## EXERCISE BRIEF
Would you render every line of the items below as a single numbered list, with the blank lines omitted?

* begin MATERIAL SUPPLIED *

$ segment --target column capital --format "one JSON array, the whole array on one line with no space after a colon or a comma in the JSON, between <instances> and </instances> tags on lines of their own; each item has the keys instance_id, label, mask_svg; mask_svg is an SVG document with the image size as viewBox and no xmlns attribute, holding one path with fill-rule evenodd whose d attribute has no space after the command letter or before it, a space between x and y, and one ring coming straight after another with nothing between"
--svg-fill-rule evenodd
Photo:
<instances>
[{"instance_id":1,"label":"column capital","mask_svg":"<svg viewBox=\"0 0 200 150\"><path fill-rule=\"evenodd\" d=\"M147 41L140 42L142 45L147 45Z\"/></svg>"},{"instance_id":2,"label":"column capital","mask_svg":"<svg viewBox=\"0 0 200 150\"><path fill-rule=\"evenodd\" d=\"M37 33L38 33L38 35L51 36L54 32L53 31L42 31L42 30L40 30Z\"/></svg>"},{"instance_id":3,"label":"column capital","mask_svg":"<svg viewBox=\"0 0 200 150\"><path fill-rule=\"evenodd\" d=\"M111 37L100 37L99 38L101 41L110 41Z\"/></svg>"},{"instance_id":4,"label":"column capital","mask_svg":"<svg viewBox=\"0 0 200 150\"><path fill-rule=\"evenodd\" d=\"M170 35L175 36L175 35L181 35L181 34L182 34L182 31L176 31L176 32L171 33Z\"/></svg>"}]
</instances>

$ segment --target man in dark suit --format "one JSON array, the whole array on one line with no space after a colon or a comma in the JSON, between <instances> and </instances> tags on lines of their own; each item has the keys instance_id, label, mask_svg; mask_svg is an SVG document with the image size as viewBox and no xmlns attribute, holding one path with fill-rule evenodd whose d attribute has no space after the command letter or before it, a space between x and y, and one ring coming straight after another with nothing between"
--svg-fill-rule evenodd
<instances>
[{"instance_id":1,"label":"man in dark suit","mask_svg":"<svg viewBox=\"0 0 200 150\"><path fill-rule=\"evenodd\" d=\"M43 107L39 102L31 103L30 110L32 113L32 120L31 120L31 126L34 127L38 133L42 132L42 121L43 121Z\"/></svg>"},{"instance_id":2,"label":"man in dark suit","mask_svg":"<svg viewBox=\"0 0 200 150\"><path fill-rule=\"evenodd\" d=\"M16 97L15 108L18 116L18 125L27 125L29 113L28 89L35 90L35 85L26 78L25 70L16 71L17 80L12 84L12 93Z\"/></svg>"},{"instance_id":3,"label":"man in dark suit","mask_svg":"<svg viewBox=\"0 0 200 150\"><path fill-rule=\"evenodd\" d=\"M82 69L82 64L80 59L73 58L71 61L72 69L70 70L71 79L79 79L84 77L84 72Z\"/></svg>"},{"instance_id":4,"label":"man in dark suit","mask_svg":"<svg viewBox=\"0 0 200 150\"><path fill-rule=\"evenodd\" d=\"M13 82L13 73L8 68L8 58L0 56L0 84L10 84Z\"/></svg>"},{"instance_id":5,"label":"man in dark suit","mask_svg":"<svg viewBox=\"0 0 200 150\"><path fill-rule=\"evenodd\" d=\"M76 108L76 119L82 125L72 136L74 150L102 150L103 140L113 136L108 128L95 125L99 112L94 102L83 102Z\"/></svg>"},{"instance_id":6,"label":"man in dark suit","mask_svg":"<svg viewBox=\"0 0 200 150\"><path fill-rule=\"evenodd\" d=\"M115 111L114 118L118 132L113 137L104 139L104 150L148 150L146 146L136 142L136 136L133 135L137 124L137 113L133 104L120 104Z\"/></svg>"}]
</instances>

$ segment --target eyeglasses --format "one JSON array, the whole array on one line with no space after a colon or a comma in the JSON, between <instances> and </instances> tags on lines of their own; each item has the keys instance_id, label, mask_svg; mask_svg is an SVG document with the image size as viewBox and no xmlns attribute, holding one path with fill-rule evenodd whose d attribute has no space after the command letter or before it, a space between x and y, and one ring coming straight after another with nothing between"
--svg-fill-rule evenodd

* end MATERIAL SUPPLIED *

## SOLUTION BELOW
1. $ segment --target column capital --format "one JSON array, the whole array on one line with no space after a colon or a comma in the JSON, between <instances> and </instances> tags on lines of their own; each item has the keys instance_id, label, mask_svg; mask_svg is an SVG document with the image size as viewBox and no xmlns attribute, holding one path with fill-rule evenodd whose d attribute has no space after the command letter or before it, a space between x and y, and one ring coming straight after another with nothing between"
2. --svg-fill-rule evenodd
3. Photo:
4. <instances>
5. [{"instance_id":1,"label":"column capital","mask_svg":"<svg viewBox=\"0 0 200 150\"><path fill-rule=\"evenodd\" d=\"M147 41L140 42L142 45L147 45Z\"/></svg>"},{"instance_id":2,"label":"column capital","mask_svg":"<svg viewBox=\"0 0 200 150\"><path fill-rule=\"evenodd\" d=\"M37 33L38 33L38 35L51 36L54 32L53 31L42 31L42 30L40 30Z\"/></svg>"},{"instance_id":3,"label":"column capital","mask_svg":"<svg viewBox=\"0 0 200 150\"><path fill-rule=\"evenodd\" d=\"M111 37L100 37L99 38L101 41L110 41Z\"/></svg>"},{"instance_id":4,"label":"column capital","mask_svg":"<svg viewBox=\"0 0 200 150\"><path fill-rule=\"evenodd\" d=\"M170 35L175 36L175 35L181 35L181 34L182 34L182 31L176 31L176 32L171 33Z\"/></svg>"}]
6. </instances>
7. $ segment --target man in dark suit --format "one JSON array, the whole array on one line with no space after a colon or a comma in the JSON, between <instances> and </instances> tags on lines of their own; each item has the keys instance_id, label, mask_svg; mask_svg is an SVG document with the image size as viewBox and no xmlns attribute, holding one path with fill-rule evenodd whose d attribute has no space after the command letter or before it, a space between x and y, and one ring coming straight after another with nothing between"
8. --svg-fill-rule evenodd
9. <instances>
10. [{"instance_id":1,"label":"man in dark suit","mask_svg":"<svg viewBox=\"0 0 200 150\"><path fill-rule=\"evenodd\" d=\"M43 107L39 102L31 103L30 110L32 113L32 120L31 120L31 126L34 127L38 133L42 132L42 121L43 121Z\"/></svg>"},{"instance_id":2,"label":"man in dark suit","mask_svg":"<svg viewBox=\"0 0 200 150\"><path fill-rule=\"evenodd\" d=\"M16 97L15 108L18 116L18 125L27 125L29 113L28 89L35 90L35 85L26 78L25 70L16 71L17 80L12 84L12 93Z\"/></svg>"},{"instance_id":3,"label":"man in dark suit","mask_svg":"<svg viewBox=\"0 0 200 150\"><path fill-rule=\"evenodd\" d=\"M82 69L82 64L80 59L73 58L71 61L72 69L70 70L71 79L79 79L84 77L84 72Z\"/></svg>"},{"instance_id":4,"label":"man in dark suit","mask_svg":"<svg viewBox=\"0 0 200 150\"><path fill-rule=\"evenodd\" d=\"M13 82L13 73L8 68L8 58L0 56L0 84L10 84Z\"/></svg>"},{"instance_id":5,"label":"man in dark suit","mask_svg":"<svg viewBox=\"0 0 200 150\"><path fill-rule=\"evenodd\" d=\"M76 108L76 119L82 125L72 136L74 150L102 150L103 140L113 136L108 128L95 125L99 112L94 102L83 102Z\"/></svg>"},{"instance_id":6,"label":"man in dark suit","mask_svg":"<svg viewBox=\"0 0 200 150\"><path fill-rule=\"evenodd\" d=\"M115 111L114 118L118 132L113 137L104 139L104 150L148 150L146 146L136 142L136 136L133 135L137 124L137 113L133 104L120 104Z\"/></svg>"}]
11. </instances>
12. $ segment --target eyeglasses --format "one JSON array, the whole array on one line with no space after a colon or a comma in the JSON, between <instances> and </instances> tags on lines of their own; each item has the keys instance_id, label, mask_svg; mask_svg is an SVG document with the image size as viewBox and no xmlns attribute, holding one path with fill-rule evenodd whose d attribute has no space after the command letter or before it, a space between x and y, and one ring coming straight after another with nothing between"
13. --svg-fill-rule evenodd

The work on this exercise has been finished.